- _Input data_
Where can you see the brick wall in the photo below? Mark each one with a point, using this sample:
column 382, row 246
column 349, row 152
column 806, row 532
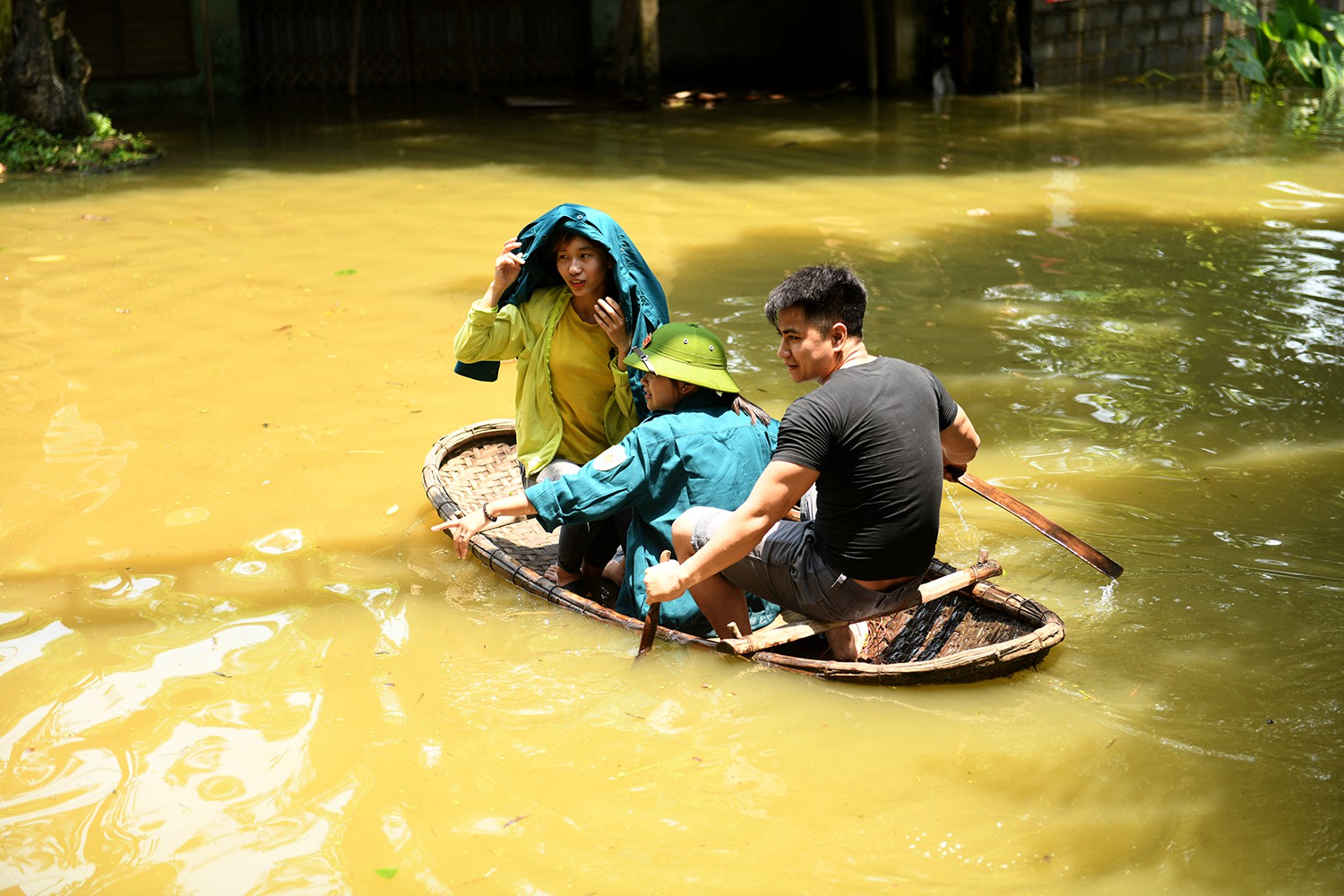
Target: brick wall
column 1080, row 40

- _Activity_
Retype the data above exactly. Leave the pictures out.

- _Written solution_
Where can you see the brick wall in the photo below? Mark each one with a point, using this sample:
column 382, row 246
column 349, row 152
column 806, row 532
Target: brick wall
column 1080, row 40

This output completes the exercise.